INSTRUCTIONS FOR THE TASK :: Wherever "clicks" appears in a line of the records below, count that line, and report only the number.
════════
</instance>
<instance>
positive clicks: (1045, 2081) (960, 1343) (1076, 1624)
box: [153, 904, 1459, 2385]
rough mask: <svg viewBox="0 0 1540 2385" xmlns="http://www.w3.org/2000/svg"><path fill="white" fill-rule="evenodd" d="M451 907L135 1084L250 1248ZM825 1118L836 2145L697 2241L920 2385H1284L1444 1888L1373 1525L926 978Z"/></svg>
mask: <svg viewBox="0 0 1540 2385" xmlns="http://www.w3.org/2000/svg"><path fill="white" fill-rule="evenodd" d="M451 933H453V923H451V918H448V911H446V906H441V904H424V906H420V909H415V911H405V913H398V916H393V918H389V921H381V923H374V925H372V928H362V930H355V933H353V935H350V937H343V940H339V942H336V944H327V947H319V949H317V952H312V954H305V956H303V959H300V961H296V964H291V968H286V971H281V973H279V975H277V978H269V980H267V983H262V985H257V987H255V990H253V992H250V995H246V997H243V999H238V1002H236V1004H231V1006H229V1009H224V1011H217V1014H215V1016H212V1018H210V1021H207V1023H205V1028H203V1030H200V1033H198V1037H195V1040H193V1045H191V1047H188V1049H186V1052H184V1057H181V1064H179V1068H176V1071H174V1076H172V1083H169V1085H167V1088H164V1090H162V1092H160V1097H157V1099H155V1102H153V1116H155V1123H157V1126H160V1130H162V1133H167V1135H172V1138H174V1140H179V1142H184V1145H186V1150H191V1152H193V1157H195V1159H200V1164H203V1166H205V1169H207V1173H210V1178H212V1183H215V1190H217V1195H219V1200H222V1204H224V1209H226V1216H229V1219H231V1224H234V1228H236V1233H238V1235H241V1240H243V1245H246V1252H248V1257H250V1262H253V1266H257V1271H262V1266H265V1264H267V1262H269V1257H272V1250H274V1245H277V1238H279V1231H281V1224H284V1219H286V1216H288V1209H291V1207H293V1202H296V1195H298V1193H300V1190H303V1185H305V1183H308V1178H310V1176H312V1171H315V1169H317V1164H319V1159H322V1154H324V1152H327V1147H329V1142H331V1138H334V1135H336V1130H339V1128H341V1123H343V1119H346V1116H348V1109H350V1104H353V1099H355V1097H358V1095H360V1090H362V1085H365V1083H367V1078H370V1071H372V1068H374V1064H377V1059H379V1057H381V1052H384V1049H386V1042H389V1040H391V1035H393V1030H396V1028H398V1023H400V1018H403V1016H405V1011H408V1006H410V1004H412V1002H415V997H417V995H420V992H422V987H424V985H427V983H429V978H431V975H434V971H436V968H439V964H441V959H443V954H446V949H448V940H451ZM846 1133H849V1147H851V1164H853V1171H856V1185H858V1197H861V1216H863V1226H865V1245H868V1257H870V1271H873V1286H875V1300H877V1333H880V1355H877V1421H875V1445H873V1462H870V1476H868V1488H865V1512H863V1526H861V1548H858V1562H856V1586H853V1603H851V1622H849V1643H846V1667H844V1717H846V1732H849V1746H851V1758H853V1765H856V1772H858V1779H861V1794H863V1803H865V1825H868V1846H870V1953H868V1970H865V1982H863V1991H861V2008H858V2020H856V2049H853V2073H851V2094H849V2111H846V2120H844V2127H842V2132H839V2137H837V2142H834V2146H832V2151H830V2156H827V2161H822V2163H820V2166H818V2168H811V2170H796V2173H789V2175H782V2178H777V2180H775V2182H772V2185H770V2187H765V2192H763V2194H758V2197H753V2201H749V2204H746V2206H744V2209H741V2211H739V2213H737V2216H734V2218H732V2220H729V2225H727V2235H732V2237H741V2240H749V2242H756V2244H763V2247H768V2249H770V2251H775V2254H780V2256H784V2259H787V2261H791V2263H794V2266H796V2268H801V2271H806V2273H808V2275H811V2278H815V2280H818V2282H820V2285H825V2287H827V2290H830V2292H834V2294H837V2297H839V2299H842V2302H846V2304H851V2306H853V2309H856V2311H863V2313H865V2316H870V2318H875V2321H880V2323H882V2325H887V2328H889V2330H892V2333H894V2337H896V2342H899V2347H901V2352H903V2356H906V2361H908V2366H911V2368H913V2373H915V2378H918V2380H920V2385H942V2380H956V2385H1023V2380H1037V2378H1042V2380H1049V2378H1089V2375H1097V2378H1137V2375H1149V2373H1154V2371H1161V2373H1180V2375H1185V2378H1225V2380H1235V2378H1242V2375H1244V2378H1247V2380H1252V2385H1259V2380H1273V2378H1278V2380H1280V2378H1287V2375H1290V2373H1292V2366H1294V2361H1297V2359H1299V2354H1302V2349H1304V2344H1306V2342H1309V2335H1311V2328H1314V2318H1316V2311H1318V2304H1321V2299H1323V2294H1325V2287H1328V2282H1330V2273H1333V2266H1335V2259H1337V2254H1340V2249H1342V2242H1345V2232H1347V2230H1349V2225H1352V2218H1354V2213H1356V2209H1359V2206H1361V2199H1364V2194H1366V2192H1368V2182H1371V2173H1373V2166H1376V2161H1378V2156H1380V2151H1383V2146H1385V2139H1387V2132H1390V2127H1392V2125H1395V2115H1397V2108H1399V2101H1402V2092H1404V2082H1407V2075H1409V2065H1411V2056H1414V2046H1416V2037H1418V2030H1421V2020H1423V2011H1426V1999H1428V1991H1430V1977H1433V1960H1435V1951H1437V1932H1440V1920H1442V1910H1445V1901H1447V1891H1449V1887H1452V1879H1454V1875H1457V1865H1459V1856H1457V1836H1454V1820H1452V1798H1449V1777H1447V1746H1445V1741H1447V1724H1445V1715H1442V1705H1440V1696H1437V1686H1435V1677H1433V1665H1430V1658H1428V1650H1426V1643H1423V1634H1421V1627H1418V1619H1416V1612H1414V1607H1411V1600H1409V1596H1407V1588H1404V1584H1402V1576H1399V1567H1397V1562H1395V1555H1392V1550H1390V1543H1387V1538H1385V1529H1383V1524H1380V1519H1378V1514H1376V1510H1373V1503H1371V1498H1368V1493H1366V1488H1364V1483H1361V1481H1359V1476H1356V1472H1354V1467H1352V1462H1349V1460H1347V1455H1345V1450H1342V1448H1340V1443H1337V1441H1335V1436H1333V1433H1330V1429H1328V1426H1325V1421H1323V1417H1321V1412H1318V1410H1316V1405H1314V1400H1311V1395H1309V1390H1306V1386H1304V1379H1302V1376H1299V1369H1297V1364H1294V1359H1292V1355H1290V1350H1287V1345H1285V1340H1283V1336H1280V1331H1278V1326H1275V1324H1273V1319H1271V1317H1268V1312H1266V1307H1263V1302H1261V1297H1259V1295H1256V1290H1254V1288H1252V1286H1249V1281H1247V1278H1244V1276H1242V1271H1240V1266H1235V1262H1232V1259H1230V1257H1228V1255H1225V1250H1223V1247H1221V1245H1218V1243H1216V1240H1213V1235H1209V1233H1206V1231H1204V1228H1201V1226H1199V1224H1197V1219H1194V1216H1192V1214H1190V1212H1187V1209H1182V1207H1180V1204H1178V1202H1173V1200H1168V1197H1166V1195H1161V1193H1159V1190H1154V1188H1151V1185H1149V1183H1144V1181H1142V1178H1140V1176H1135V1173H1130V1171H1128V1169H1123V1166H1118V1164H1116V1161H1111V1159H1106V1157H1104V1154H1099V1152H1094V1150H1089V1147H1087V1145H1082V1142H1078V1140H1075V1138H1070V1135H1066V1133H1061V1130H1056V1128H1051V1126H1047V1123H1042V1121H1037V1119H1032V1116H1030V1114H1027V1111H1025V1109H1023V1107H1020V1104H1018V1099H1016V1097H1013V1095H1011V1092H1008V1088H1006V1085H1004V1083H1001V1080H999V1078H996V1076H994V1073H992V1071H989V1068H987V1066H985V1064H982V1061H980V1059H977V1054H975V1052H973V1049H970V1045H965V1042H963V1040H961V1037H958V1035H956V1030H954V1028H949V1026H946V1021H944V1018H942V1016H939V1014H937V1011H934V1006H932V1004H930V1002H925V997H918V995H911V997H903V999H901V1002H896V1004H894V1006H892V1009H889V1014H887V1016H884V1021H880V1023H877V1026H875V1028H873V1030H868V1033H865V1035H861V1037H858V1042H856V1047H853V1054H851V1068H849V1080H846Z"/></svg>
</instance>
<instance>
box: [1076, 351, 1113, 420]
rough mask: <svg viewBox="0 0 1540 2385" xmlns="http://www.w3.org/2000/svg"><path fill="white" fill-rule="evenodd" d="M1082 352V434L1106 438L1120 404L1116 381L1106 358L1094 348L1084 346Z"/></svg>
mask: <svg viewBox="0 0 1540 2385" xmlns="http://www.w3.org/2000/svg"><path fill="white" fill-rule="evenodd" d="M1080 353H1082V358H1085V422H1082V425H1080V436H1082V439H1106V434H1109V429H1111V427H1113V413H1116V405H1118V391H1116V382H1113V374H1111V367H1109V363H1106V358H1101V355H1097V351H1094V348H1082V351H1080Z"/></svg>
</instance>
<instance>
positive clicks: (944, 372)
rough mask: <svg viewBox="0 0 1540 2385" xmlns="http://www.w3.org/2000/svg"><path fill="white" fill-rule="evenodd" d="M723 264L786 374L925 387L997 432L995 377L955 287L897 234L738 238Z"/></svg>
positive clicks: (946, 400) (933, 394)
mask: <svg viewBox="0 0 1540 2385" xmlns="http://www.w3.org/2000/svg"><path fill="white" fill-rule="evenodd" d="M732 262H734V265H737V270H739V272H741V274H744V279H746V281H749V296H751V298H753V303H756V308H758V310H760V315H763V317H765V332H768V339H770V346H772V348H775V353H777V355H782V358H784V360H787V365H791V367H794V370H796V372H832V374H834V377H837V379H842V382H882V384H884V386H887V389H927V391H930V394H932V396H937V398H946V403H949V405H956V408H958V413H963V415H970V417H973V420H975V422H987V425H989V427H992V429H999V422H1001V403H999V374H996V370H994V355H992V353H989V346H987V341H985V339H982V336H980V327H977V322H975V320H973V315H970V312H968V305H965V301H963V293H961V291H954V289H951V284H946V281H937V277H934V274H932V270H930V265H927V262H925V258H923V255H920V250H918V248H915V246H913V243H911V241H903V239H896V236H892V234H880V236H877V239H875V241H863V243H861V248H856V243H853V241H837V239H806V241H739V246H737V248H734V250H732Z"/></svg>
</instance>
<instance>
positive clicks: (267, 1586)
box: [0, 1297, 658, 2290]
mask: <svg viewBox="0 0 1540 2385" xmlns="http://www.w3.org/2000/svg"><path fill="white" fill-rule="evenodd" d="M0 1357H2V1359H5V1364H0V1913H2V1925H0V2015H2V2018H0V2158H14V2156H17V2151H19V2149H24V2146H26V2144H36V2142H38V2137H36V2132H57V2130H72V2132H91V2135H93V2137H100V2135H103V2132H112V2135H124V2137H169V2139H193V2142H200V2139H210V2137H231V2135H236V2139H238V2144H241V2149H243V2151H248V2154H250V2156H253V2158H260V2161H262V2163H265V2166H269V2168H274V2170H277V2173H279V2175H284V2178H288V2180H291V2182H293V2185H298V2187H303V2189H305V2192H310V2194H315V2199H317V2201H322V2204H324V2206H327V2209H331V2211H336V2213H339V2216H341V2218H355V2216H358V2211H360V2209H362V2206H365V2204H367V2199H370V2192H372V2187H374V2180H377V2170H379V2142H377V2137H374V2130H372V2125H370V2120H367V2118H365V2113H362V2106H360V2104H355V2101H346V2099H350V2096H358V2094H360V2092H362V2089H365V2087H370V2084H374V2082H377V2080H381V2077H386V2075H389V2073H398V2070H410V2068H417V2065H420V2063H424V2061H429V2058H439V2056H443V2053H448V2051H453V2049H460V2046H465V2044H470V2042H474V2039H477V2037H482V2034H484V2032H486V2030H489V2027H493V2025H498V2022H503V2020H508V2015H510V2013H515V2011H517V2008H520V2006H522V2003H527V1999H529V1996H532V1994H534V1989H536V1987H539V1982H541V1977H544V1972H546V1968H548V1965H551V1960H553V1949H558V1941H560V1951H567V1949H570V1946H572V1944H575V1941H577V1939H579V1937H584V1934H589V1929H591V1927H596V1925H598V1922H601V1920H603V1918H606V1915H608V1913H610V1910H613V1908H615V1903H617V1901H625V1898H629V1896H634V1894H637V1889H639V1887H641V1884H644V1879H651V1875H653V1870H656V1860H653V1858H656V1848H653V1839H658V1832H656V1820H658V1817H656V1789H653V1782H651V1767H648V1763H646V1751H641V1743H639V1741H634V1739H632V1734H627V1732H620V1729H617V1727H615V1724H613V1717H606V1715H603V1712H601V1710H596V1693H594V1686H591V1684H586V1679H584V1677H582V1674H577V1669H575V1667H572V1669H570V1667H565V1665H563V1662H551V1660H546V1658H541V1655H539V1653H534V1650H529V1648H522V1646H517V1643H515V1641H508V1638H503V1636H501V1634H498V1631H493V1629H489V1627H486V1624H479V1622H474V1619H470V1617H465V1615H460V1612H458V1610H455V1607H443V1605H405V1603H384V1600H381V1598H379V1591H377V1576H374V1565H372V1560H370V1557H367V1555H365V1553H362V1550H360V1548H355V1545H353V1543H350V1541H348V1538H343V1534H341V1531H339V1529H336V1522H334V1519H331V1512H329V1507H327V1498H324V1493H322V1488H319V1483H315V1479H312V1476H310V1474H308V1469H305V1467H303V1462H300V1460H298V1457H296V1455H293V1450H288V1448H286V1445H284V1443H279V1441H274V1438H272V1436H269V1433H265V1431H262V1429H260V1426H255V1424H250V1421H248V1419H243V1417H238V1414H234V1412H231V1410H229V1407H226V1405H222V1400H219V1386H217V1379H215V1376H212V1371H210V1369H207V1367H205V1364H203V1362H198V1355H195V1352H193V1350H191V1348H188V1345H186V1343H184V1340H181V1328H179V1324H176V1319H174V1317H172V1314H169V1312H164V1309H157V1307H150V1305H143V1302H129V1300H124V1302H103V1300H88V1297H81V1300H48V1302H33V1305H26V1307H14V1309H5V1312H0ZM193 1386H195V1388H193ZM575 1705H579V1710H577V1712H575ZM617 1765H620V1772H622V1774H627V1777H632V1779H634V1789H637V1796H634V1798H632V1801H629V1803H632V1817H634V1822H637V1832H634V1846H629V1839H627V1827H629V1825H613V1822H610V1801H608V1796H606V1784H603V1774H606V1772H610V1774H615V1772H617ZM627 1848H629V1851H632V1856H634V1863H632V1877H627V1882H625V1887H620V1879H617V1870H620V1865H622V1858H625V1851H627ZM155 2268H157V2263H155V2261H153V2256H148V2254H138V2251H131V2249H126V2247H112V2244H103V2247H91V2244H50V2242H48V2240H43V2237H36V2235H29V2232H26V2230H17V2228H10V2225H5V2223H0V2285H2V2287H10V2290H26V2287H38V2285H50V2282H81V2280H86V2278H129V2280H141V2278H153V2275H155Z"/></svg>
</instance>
════════
SOLUTION FOR THIS EXERCISE :: 4